Text:

#####

Question

In an orthorhombic unit cell, the value of a, b and c are respectively \[{\rm{4}}{\rm{.2}}\,\mathop {\rm{A}}\limits^{\rm{o}} \], \[8.6\,\mathop {\rm{A}}\limits^{\rm{o}} \] and \[8.3\,\mathop {\rm{A}}\limits^{\rm{o}} \]. Given the molecular mass of the solute is \[{\rm{155}}\,{\rm{g}}\,{\rm{mo}}{{\rm{l}}^{{\rm{ - 1}}}}\]and that of density is \[\rm{3.3 \,gm}/\rm{cc}\], the number of formula units per unit cell is
(A) \[2\]
(B) \[3\]
(C) \[4\]
(D) \[{\rm{6}}\]

Answer 1

Hint: As we know that, the density is measured by the packing of the atoms in the unit cell, the total number of formula unit cells tells us how many formulae can be generated in the given unit cell.

Complete step by step answer
Formula unit is generated by the total number of ions (Cation or anions) in the unit cell such as in rock salt, the number of cation per unit cell is \[4\] and the number of anions per unit cell is \[4\] so, therefore, the total number of formula per unit cell will be \[4\].
Density of the orthorhombic unit cell is calculated by the formula-
\[{\rm{d = }}\dfrac{{{\rm{Z}}\,{\rm{ \times M}}\,\,}}{{{{\rm{N}}_{\rm{a}}}{\rm{ \times }}\,{\rm{a \times b}}\,{\rm{ \times }}\,{\rm{c}}}}\]
Where, \[{\rm{Z}}\] is the number of ions per unit cell, \[{\rm{M}}\]is the molecular mass of the compound, \[{{\rm{N}}_{\rm{a}}}\]is the Avogadro constant and a, b and c are the edge length.

#####

Task goal:
Reproduce the unit cell solution starting at "Complete step by" and ending at "the edge length.", swapping "Avogadro constant" for "Avogadro number".

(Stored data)
#####

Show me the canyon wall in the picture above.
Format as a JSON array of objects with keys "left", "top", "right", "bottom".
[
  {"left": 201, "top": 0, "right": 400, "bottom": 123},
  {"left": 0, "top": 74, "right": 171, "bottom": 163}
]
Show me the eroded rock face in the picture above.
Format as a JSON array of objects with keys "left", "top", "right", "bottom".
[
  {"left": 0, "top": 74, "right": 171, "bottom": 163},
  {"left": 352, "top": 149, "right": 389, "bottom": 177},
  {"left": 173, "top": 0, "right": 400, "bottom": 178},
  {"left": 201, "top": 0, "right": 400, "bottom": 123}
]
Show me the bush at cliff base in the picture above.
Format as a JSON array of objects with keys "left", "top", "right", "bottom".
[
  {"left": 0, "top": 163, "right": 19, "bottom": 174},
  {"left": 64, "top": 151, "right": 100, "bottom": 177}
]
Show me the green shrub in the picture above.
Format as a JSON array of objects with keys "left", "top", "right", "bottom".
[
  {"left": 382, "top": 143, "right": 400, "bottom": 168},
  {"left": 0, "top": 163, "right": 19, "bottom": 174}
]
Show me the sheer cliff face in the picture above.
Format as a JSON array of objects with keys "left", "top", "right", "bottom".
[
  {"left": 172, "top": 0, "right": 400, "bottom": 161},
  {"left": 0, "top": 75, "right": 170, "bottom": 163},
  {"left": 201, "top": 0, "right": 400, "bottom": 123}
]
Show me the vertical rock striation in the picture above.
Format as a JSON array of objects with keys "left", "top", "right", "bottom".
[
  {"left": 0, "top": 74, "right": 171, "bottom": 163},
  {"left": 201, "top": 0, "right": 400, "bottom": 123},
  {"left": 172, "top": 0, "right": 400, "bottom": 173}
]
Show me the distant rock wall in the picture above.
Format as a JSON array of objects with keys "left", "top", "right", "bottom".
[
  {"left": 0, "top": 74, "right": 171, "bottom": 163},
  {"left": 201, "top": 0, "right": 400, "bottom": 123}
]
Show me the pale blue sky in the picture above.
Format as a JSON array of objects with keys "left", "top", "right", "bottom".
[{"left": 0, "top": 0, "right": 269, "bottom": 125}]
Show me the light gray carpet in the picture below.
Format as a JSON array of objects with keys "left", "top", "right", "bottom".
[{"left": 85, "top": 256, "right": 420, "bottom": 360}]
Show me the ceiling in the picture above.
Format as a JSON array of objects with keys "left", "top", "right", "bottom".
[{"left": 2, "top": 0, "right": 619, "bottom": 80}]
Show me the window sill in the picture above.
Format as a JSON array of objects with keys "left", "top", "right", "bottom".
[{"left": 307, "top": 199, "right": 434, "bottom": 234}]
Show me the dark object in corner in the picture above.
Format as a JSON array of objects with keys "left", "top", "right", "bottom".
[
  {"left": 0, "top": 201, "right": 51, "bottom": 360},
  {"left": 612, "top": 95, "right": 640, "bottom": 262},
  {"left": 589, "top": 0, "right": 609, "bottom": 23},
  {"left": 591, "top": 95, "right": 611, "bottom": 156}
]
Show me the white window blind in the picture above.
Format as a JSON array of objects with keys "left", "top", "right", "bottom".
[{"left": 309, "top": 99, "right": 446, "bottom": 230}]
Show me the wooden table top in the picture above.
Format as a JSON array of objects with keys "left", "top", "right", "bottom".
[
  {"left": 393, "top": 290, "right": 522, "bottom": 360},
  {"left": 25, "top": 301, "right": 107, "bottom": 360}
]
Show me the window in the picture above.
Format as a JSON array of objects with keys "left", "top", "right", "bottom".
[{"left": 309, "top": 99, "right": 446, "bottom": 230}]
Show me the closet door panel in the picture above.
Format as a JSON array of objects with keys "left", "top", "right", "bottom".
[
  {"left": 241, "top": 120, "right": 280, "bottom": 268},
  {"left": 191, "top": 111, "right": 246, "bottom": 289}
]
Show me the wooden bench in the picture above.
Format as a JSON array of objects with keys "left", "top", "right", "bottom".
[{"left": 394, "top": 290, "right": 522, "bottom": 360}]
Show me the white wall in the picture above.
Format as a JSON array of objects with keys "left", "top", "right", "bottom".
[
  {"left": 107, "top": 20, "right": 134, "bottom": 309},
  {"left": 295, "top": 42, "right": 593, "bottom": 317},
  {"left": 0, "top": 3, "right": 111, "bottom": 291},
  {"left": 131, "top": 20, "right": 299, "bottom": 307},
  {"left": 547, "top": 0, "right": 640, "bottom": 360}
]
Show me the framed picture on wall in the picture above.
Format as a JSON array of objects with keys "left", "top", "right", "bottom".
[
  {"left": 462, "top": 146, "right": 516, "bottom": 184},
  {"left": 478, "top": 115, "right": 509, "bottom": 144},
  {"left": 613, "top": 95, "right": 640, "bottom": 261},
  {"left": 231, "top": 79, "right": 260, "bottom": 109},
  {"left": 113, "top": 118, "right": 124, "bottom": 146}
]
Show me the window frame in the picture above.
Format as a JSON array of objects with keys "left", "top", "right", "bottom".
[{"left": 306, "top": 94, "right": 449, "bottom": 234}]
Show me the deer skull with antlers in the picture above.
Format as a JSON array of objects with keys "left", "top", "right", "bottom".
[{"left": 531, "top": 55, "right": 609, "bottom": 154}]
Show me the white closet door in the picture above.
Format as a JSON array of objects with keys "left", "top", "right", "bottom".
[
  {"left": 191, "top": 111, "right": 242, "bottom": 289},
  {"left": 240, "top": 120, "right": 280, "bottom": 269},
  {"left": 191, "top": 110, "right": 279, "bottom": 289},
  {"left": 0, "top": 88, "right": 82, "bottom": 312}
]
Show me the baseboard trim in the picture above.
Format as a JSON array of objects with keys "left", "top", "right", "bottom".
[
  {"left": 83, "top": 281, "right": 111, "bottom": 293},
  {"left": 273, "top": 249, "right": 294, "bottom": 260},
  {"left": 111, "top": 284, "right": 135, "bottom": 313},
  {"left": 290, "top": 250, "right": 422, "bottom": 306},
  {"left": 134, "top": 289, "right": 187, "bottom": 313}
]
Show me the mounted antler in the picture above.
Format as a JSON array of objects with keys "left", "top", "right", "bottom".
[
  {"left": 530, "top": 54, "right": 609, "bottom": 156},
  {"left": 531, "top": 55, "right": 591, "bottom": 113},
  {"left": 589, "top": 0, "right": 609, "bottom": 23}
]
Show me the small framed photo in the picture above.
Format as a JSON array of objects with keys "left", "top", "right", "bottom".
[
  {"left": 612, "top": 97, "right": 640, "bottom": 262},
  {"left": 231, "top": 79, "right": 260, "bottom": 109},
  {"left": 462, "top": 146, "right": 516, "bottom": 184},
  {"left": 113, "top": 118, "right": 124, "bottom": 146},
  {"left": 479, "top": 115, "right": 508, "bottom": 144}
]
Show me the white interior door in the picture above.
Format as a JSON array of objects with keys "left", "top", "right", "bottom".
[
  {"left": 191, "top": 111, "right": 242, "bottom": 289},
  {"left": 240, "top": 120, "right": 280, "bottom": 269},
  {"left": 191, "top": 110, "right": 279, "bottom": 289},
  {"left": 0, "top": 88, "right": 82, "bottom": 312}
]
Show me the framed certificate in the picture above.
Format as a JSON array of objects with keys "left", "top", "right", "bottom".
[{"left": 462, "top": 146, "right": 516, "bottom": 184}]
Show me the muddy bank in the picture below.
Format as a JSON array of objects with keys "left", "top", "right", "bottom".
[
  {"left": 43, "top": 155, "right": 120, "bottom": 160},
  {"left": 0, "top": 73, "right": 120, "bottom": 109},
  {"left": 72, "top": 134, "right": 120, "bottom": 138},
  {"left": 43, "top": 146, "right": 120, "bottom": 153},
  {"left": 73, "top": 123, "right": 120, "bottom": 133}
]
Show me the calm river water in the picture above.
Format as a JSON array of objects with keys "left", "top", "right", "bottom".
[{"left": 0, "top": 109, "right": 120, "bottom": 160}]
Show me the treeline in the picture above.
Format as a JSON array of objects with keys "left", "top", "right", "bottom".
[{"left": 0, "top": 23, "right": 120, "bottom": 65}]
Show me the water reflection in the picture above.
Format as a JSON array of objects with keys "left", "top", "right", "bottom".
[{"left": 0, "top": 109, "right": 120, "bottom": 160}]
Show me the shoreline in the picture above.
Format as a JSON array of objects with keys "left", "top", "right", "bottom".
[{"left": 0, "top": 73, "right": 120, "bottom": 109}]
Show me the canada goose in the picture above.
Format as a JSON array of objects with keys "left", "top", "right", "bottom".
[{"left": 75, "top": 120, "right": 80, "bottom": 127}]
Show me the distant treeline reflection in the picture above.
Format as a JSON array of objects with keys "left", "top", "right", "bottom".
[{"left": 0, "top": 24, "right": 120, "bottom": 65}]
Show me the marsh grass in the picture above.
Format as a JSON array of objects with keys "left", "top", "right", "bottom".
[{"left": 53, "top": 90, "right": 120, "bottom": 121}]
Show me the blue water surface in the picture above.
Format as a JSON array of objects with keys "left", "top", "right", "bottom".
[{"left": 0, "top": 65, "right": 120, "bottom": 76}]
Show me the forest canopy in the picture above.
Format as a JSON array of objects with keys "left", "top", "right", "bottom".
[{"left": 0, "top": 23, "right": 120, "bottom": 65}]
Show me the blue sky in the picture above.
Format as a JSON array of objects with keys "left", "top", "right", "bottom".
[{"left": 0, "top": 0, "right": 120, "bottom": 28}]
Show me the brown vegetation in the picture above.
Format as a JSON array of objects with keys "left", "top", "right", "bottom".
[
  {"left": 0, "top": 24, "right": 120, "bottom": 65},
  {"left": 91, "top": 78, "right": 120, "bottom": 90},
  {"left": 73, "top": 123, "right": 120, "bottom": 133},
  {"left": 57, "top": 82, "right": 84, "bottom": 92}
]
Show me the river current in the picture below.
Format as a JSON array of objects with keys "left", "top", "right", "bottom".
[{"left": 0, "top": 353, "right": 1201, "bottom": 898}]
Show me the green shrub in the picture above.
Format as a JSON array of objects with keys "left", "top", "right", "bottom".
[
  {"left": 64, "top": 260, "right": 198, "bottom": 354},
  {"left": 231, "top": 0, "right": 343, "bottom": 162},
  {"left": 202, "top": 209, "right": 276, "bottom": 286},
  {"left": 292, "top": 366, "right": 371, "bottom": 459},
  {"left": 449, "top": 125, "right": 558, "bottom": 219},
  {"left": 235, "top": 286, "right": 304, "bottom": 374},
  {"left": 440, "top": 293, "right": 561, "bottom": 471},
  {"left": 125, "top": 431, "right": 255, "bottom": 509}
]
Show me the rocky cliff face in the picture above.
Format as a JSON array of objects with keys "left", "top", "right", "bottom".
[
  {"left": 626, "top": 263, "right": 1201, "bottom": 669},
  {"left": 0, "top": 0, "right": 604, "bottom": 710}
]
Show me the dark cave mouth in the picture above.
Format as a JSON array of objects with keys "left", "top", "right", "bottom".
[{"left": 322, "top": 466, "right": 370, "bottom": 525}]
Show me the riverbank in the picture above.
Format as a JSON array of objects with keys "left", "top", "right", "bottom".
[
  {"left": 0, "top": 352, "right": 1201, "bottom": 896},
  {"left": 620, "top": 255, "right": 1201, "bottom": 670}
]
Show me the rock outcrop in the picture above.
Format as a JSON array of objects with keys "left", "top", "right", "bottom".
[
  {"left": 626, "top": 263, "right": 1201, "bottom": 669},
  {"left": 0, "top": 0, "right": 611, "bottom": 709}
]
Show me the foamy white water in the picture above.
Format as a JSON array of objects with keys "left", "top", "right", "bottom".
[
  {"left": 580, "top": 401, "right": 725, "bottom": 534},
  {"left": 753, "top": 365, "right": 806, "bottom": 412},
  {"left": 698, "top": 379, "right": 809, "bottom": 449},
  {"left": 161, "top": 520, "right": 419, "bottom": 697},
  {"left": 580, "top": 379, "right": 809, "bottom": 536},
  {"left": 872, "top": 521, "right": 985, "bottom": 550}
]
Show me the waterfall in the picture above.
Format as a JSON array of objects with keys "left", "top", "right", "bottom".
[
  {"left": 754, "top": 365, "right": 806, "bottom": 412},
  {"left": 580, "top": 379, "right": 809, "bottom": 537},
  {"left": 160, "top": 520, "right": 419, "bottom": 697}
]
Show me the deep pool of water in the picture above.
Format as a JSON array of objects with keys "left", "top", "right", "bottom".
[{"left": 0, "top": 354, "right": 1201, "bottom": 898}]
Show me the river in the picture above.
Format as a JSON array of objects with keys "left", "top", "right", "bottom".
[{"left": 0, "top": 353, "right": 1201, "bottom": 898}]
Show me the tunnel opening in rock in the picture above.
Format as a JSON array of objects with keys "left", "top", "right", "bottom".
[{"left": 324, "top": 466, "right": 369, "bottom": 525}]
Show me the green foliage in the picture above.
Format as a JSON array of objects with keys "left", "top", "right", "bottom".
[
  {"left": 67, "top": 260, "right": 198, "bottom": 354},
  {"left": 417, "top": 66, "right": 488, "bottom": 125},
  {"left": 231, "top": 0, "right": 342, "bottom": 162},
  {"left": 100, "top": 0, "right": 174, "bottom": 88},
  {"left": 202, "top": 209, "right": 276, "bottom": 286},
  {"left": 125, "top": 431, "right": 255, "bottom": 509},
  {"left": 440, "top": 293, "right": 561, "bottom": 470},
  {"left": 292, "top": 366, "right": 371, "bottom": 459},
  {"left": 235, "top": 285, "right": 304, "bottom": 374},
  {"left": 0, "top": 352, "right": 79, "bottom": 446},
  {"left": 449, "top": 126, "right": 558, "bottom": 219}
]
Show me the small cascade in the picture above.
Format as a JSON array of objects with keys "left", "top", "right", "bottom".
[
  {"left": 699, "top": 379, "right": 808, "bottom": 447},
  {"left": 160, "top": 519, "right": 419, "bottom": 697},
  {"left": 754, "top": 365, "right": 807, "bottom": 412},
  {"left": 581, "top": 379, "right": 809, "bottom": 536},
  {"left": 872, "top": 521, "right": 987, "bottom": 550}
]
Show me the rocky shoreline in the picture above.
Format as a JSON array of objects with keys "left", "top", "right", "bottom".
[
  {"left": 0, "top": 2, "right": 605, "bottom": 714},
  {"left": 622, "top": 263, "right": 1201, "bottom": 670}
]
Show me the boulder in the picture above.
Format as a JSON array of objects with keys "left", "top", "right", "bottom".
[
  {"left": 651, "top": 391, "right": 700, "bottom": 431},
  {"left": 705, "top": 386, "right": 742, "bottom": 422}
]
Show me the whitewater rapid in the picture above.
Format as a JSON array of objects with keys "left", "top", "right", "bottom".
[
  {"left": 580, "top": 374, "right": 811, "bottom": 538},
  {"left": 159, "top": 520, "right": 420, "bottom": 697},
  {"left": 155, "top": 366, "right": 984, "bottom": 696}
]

#####

Answer for this exercise:
Complete step by step answer
Formula unit is generated by the total number of ions (Cation or anions) in the unit cell such as in rock salt, the number of cation per unit cell is \[4\] and the number of anions per unit cell is \[4\] so, therefore, the total number of formula per unit cell will be \[4\].
Density of the orthorhombic unit cell is calculated by the formula-
\[{\rm{d = }}\dfrac{{{\rm{Z}}\,{\rm{ \times M}}\,\,}}{{{{\rm{N}}_{\rm{a}}}{\rm{ \times }}\,{\rm{a \times b}}\,{\rm{ \times }}\,{\rm{c}}}}\]
Where, \[{\rm{Z}}\] is the number of ions per unit cell, \[{\rm{M}}\]is the molecular mass of the compound, \[{{\rm{N}}_{\rm{a}}}\]is the Avogadro number and a, b and c are the edge length.